Point placement records:
================

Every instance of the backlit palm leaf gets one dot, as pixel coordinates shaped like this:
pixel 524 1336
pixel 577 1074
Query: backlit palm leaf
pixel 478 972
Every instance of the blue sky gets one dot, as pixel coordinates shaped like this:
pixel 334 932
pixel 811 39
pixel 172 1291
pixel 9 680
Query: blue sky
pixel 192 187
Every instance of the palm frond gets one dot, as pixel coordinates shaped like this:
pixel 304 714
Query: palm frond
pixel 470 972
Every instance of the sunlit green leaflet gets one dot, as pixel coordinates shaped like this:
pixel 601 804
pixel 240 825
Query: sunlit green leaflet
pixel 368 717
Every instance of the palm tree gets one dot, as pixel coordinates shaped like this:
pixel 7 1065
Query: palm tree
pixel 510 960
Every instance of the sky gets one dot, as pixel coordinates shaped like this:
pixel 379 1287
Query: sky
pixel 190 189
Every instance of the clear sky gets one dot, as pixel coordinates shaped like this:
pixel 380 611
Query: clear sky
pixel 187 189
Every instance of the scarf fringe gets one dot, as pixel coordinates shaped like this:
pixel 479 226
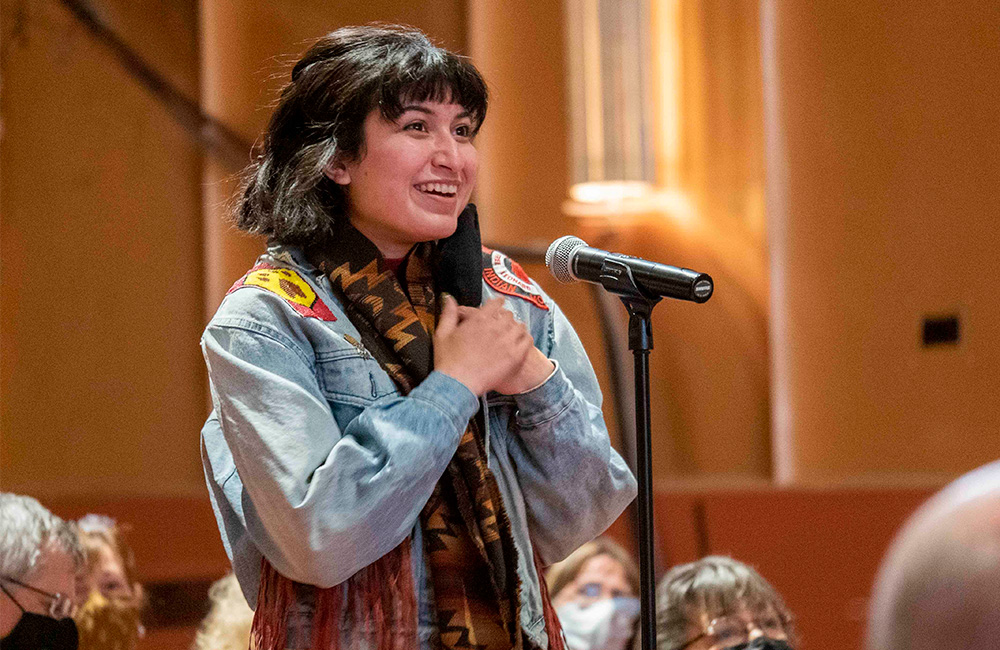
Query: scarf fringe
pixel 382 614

================

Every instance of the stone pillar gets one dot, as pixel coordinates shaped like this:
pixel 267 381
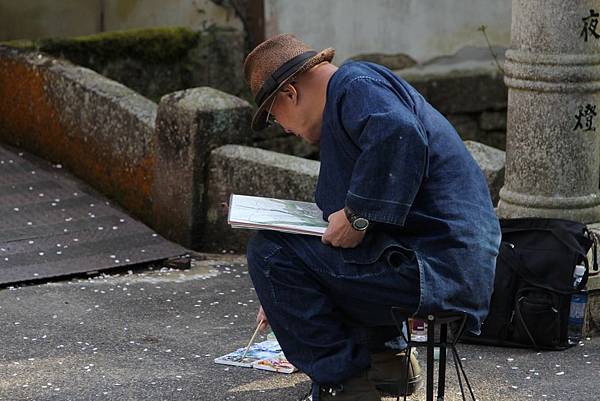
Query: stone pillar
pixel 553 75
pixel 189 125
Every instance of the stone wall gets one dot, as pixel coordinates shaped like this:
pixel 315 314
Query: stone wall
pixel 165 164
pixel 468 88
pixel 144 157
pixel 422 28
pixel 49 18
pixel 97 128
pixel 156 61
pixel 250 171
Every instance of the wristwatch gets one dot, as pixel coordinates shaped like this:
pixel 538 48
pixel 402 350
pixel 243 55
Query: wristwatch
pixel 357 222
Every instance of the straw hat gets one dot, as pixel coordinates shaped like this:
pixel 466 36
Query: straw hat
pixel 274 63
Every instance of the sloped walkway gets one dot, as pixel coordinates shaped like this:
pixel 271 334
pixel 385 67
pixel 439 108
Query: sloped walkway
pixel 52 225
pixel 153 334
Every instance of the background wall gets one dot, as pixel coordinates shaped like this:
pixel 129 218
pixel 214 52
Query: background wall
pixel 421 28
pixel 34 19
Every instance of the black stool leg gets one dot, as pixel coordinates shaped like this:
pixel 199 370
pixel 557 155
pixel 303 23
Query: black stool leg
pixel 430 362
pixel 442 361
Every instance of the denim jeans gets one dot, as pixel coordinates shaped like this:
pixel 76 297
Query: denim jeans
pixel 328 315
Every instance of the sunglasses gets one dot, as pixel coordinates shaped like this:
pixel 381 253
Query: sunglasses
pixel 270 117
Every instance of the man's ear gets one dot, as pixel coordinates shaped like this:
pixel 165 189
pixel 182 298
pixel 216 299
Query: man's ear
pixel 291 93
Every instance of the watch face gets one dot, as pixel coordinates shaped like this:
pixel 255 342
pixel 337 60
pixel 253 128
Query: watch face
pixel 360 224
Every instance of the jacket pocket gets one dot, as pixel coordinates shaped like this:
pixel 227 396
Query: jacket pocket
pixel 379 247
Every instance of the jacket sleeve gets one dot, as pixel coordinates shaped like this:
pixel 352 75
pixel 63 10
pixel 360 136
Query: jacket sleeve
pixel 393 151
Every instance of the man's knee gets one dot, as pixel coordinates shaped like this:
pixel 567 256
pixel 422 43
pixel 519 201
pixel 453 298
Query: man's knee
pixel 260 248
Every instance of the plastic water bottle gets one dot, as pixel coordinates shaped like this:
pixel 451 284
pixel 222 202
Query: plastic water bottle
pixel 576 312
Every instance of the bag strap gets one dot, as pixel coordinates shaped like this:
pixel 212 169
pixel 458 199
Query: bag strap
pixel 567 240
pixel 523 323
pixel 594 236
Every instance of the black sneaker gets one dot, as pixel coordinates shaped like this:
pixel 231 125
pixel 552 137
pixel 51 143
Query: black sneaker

================

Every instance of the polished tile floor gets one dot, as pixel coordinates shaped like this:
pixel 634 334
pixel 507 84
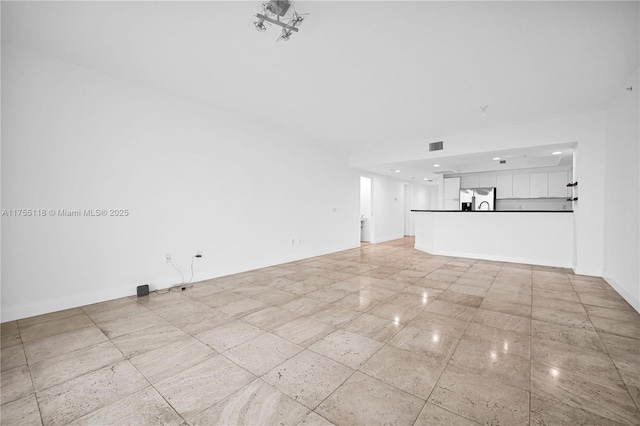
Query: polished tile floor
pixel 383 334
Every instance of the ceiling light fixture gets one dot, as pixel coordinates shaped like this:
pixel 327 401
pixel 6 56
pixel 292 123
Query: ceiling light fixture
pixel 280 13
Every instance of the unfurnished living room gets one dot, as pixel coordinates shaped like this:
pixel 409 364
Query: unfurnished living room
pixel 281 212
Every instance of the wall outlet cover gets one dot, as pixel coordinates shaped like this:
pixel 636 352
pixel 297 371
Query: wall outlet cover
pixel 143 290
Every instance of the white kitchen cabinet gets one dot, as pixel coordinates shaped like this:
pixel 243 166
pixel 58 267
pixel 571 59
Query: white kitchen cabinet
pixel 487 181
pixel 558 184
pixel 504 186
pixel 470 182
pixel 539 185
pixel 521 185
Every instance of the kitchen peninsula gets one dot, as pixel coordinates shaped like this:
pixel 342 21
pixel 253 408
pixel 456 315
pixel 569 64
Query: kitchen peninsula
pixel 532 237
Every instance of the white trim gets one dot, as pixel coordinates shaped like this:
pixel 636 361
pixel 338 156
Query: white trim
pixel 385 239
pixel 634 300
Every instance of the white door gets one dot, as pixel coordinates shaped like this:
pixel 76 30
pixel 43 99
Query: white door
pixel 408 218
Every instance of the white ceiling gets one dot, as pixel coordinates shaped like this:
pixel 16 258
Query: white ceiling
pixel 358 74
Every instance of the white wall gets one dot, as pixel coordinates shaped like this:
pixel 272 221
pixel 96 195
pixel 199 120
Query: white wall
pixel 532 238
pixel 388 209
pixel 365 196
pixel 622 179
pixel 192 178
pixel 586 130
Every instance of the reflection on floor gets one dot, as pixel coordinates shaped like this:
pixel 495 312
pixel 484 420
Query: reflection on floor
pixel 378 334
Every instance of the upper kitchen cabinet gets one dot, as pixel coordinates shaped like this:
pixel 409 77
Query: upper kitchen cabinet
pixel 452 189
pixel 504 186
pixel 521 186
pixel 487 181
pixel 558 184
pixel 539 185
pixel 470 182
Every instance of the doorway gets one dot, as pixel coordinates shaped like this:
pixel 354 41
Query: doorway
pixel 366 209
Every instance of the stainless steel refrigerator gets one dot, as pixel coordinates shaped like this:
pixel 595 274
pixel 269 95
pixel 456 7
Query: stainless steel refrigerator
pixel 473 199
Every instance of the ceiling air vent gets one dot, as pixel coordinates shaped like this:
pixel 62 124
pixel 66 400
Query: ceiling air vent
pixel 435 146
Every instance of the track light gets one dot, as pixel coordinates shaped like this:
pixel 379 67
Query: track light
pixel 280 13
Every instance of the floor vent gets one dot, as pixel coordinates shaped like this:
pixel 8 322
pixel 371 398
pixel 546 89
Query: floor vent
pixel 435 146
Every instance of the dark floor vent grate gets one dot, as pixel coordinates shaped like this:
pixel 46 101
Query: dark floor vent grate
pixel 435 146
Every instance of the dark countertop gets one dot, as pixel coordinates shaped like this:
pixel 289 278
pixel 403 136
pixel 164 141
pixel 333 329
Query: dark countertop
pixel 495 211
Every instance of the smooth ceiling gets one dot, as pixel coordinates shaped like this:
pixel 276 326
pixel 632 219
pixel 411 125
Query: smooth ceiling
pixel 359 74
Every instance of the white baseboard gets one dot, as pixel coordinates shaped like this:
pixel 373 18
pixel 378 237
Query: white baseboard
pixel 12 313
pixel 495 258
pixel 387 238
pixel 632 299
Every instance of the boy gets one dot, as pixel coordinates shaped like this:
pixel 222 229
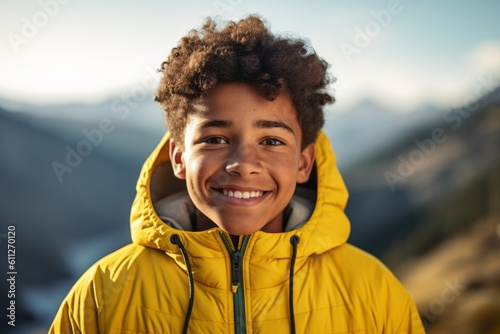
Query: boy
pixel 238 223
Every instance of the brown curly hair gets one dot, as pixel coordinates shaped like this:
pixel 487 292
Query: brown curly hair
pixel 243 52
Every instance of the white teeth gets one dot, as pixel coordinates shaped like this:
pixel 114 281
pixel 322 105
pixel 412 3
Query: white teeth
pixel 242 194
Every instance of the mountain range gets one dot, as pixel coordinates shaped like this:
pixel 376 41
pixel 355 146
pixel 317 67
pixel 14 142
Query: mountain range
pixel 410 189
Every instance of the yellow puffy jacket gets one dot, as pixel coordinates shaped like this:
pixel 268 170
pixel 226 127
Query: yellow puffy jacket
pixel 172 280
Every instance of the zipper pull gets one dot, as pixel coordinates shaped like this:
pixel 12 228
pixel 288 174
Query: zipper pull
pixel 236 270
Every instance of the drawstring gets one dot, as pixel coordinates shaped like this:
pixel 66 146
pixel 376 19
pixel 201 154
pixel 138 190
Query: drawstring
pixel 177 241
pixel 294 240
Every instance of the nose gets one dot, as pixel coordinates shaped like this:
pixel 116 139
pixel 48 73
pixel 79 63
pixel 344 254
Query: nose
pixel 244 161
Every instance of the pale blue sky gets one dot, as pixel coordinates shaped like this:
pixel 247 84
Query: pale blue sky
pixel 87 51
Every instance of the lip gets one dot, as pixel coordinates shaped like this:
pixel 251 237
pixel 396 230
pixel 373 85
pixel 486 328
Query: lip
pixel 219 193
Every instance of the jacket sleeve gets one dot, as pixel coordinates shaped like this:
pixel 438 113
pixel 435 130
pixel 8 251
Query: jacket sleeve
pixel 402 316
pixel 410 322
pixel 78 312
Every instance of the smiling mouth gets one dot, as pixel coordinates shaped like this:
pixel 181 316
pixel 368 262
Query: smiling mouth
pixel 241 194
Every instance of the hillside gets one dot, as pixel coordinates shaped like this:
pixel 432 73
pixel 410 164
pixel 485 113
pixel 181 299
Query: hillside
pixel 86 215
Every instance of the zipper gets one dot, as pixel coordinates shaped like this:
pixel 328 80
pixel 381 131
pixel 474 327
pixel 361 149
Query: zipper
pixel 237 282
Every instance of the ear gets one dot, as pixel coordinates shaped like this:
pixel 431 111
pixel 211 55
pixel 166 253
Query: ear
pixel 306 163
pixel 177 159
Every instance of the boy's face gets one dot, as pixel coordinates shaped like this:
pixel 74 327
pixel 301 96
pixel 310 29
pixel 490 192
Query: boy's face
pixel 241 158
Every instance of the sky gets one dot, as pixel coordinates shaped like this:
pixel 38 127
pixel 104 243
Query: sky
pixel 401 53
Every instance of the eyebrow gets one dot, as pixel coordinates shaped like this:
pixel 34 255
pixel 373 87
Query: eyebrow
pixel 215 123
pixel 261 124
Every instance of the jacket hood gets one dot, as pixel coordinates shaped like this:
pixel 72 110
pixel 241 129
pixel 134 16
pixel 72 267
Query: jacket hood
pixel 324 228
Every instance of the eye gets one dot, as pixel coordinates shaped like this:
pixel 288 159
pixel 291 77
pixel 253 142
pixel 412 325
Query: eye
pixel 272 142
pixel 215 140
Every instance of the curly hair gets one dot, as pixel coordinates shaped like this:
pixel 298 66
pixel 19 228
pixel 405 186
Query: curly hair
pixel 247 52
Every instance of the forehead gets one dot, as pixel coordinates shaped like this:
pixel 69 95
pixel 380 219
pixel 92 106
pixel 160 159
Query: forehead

================

Written exercise: Reproduce the entries without any changes, from the line with "Every instance of the white teeth" up to and including the line with "pixel 172 280".

Correct answer:
Every instance of the white teeth gets one dot, as pixel coordinates shaped like this:
pixel 114 281
pixel 322 105
pixel 412 3
Query: white teeth
pixel 242 194
Every instance of the mountain range gets one dot, as pixel coordinates shaped like this:
pixel 376 41
pixel 355 146
pixel 317 67
pixel 14 142
Query: mountain range
pixel 410 189
Every instance of the yellow puffy jacket gets one dot, as pixel coordinates shaped like this:
pixel 268 170
pixel 226 127
Query: yellow puffy jacket
pixel 172 280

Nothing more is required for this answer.